• REQUIREMENT:
Write out all the entries word for word and omit any pictures.

>> START DATA EXTRACT

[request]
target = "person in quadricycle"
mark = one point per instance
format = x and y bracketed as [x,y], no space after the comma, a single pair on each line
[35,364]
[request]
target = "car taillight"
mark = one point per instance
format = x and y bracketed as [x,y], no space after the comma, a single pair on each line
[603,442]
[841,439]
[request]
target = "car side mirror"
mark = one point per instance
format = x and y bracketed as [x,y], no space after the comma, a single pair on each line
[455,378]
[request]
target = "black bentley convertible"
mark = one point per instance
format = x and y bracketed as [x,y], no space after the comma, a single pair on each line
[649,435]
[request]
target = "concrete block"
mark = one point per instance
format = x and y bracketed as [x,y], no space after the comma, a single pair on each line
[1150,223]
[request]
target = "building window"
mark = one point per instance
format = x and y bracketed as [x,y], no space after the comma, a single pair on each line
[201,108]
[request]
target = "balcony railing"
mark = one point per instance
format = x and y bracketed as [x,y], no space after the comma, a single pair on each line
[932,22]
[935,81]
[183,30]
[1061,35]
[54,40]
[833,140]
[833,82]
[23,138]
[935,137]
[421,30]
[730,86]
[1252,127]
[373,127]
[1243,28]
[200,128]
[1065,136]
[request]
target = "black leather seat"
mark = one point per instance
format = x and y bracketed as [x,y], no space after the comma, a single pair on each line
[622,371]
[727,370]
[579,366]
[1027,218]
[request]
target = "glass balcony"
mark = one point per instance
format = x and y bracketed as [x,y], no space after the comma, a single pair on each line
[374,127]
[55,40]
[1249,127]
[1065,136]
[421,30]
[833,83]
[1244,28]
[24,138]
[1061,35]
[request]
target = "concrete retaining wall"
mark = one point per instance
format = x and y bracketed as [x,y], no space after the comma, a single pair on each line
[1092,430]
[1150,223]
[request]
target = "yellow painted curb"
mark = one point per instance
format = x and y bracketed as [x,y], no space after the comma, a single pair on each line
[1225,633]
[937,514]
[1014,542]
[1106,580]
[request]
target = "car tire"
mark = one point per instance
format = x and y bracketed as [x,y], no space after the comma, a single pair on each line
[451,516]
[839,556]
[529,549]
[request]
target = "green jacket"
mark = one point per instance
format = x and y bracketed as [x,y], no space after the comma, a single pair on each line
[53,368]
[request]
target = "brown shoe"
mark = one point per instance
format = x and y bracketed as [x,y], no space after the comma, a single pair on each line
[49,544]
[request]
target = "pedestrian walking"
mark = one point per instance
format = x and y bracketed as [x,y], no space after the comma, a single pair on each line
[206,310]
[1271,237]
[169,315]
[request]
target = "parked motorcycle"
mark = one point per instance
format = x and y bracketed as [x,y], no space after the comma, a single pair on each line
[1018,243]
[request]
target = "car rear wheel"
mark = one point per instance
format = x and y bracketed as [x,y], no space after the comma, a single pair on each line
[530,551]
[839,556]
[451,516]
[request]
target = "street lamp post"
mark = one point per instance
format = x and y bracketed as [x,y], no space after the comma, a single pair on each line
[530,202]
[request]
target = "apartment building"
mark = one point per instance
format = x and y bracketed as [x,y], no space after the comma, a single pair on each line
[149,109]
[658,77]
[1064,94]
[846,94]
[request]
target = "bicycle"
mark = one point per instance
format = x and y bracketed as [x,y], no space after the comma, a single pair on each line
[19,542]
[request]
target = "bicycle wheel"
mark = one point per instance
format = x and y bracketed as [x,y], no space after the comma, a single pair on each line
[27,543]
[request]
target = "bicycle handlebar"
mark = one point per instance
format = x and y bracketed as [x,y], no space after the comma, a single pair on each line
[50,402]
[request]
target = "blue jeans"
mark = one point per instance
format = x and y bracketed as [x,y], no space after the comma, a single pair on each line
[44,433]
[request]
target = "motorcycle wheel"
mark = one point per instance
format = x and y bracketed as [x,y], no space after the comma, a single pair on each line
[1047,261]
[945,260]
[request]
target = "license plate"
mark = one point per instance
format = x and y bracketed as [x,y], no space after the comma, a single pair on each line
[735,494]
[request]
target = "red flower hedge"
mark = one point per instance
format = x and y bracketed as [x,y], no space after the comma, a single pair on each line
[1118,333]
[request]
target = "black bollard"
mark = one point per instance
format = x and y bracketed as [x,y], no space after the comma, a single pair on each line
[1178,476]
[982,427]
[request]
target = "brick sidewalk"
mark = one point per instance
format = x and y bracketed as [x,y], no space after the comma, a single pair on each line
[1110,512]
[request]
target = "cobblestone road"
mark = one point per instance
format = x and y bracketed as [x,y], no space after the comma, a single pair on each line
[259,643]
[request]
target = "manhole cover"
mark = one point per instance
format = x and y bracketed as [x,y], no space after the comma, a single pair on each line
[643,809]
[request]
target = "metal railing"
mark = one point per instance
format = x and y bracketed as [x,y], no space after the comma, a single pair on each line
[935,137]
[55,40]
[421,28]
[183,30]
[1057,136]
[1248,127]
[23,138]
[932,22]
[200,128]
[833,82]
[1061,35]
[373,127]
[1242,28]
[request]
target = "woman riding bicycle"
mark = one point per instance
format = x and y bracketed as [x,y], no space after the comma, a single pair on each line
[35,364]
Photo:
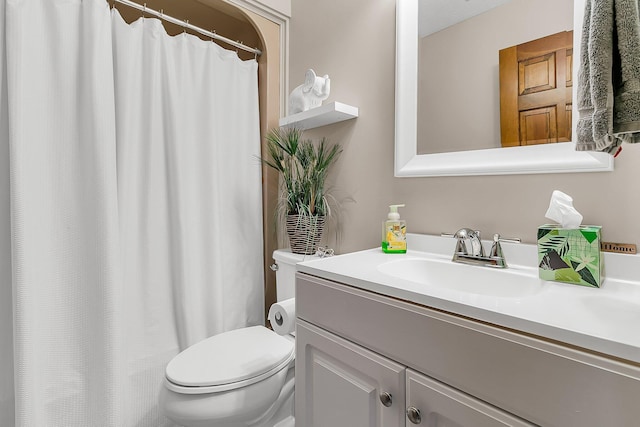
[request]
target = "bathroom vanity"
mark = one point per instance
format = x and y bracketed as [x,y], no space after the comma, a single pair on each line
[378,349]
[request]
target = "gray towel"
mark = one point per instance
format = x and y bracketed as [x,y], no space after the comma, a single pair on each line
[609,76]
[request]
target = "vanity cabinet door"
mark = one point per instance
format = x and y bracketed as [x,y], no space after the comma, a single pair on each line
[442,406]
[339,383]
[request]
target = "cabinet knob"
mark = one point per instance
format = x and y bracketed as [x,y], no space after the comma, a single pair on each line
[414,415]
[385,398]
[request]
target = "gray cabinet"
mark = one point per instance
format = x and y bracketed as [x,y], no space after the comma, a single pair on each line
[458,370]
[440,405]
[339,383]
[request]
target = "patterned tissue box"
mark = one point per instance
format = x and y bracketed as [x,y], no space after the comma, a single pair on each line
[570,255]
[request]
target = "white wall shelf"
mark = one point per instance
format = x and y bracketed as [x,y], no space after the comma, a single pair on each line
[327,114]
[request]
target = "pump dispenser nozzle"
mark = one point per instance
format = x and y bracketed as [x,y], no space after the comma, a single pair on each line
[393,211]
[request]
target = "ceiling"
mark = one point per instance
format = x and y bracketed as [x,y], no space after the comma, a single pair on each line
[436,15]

>> END DATA EXTRACT

• RESULT FOR THIS TASK:
[request]
target = "person in quadricycle"
mark = one point per instance
format = x and y bracketed as [x,y], no space after the comma, a single pair on each line
[35,364]
[request]
target = "car taillight"
mark = one point per instance
format = x and y bracketed as [x,y], no space after the comma, a single pair on each line
[603,442]
[841,439]
[request]
target = "car side mirror"
mark = one point per instance
format = x and y bracketed as [x,y], no space after the comma, a single pair on each line
[455,378]
[request]
target = "black bentley convertible"
mark = one point per instance
format = x and y bracketed as [x,y], no space after the comma, a single pair on each line
[649,435]
[request]
target = "concrete block"
mark = one point per instance
format = x and y bracketed as [x,y], no space after the comma, a single pair on each line
[1150,223]
[request]
target = "building window"
mark = one point per instance
format = x and y bracketed as [x,y], no space after the comma, a single pair on each line
[201,108]
[request]
target = "balcony railing"
mark = one point per instance
format = x and y bracketed as [x,y], no space after the comma, a single pair on each line
[932,22]
[935,81]
[183,30]
[1061,35]
[54,40]
[833,140]
[833,82]
[23,138]
[935,137]
[421,30]
[730,86]
[1252,127]
[373,127]
[1243,28]
[200,128]
[1065,136]
[request]
target = "black leather seat"
mark = one point per instance
format = x and y bracketed as [x,y], no space after the comma, a single pair on each line
[622,371]
[727,370]
[579,366]
[1027,218]
[request]
target = "glass balcony"
mark = one point per instance
format = x and y bracketed as [x,y], no space after the comma, a single pair on each line
[374,127]
[55,40]
[1249,127]
[1065,136]
[421,30]
[833,83]
[1244,28]
[24,138]
[1061,35]
[request]
target = "concrete retaining wall"
mark = one point per instance
format = x and y bracketed as [x,y], no space after the comma, a single pair on each line
[1092,430]
[1150,223]
[request]
target = "yellow painted curb"
mark = one point per instance
format = x and y bracketed as [x,y], no space after the comma, a single pair on each line
[1225,633]
[937,514]
[1014,542]
[1106,580]
[request]
target = "car tire"
mark = one point per instance
format = x and y bracketed as [x,y], no space after the comma, a single pair on each line
[451,516]
[839,556]
[529,549]
[request]
target = "green jacket"
mark = one point per instance
format = x and y bracketed as [x,y], no space after the comma, a single pair on each line
[53,368]
[request]
target = "brown shoe"
mark = one point per instance
format = x and y bracketed as [x,y], no space after the comma, a single pair on each line
[49,544]
[request]
target = "pedestrian walking"
mark = one point per instance
format = x and y bracketed as [x,y], no space after the comma, a single pair on each line
[206,310]
[1271,237]
[169,315]
[request]
target = "parked motorcycle"
mark = one point per instance
format = x and y bracketed as [x,y], no space after the comma, a single pair on each line
[1018,243]
[request]
target = "car rear wheel"
mark = one point per instance
format = x and y bracketed as [x,y], no space after the comma, a single pair on each line
[530,551]
[839,556]
[451,516]
[request]
target = "street lamp post"
mark = one point per instance
format = x and y bracketed as [x,y], no space after the comma, a single pair on each line
[530,202]
[request]
target = "apartment building"
mark = one point per instance
format = x and y bracketed as [x,y], no space after the comma, a single pair on each line
[149,109]
[658,77]
[1064,94]
[846,94]
[request]
target = "bicycle"
mark = one point per instance
format = x and y bracketed as [x,y], no space after the comma, a single pair on each line
[19,542]
[request]
target = "bicycle wheel"
mark = one point per instance
format = x and y bracketed as [x,y], no space after the comma, a single pair on each line
[27,543]
[request]
target = "bicycle handlebar"
mark = one point per instance
format = x and y bracketed as [x,y], no space after the comma, a single pair on each line
[50,402]
[request]
target = "blue jeans"
mark = one point per instance
format = x and y bracketed as [x,y], no space after the comma, a single pair on each line
[44,433]
[request]
target = "motorcycle wheel"
mark = one point per instance
format = x and y bracketed as [x,y], no space after the comma, a single pair on each line
[1047,261]
[945,260]
[request]
target = "license plate"
mark = one point per instance
format = x and y bracketed as [x,y], no space after the comma, a single pair on each line
[735,494]
[request]
target = "red flower hedge"
mark = one point per instance
format = x and y bracketed as [x,y], no space after the comma, a single pair on each line
[1118,333]
[request]
target = "black bollard"
mark = one point per instance
format = x and y bracketed as [x,y], no space after the comma, a single pair on each line
[1178,476]
[982,427]
[request]
target = "brick sidewalk"
mark = one point per instance
format = x and y bracketed as [x,y], no space after the comma, a single pair on each line
[1110,512]
[request]
target = "cobblestone road"
mark = one point per instance
format = x and y bracketed as [x,y], no space after the comma, a single pair on each line
[259,643]
[request]
target = "manhole cover"
mark = one point per instance
format = x and y bracketed as [x,y], no space after the comma, a single pair on each line
[643,809]
[request]
target = "metal railing"
mark = one point per instance
format = x and y bracketed as [x,y], no space after the comma, a single pair on each line
[935,137]
[55,40]
[421,28]
[183,30]
[1057,136]
[1248,127]
[23,138]
[932,22]
[200,128]
[833,82]
[1061,35]
[373,127]
[1242,28]
[request]
target = "woman riding bicycle"
mark = one point per instance
format = x and y bracketed as [x,y], no space after the comma, a single pair on each line
[35,364]
Photo:
[request]
target = "bathroom vanity"
mark = one point per instance
format = x and y bracketed as [x,y], no space after the comma, a single pair on each line
[378,349]
[request]
target = "gray towel"
mark = one point per instance
format = x and y bracketed as [x,y], no space after the comma, a single pair on each line
[609,76]
[request]
target = "vanity cabinet door"
mark = one point per instance
format = x and y bracketed as [x,y], no space after the comma, a single pair on each line
[442,406]
[339,383]
[request]
target = "cabinet knob"
mark = one point per instance
format = x and y bracketed as [x,y], no space after the comma, a single pair on each line
[414,415]
[385,398]
[request]
target = "gray cabinet"
mark = one point per instance
format = x and y bracketed as [x,y], no space after the comma, a single pair on each line
[458,370]
[440,405]
[339,383]
[request]
target = "patterned tissue box"
mark = one point per instance
format = x and y bracketed as [x,y], no space after the comma, a single pair on each line
[570,255]
[request]
target = "white wall shelf"
mark = one point per instance
format = x and y bracketed as [x,y], no space after the comma, a single pair on each line
[327,114]
[request]
target = "pump dispenser nozzle"
mark = one point per instance
format = x and y bracketed as [x,y], no space after the comma, a single pair on each line
[393,211]
[request]
target = "ceiling"
mark = one point per instance
format = x and y bracketed as [x,y], no space after the comma, a single pair on each line
[436,15]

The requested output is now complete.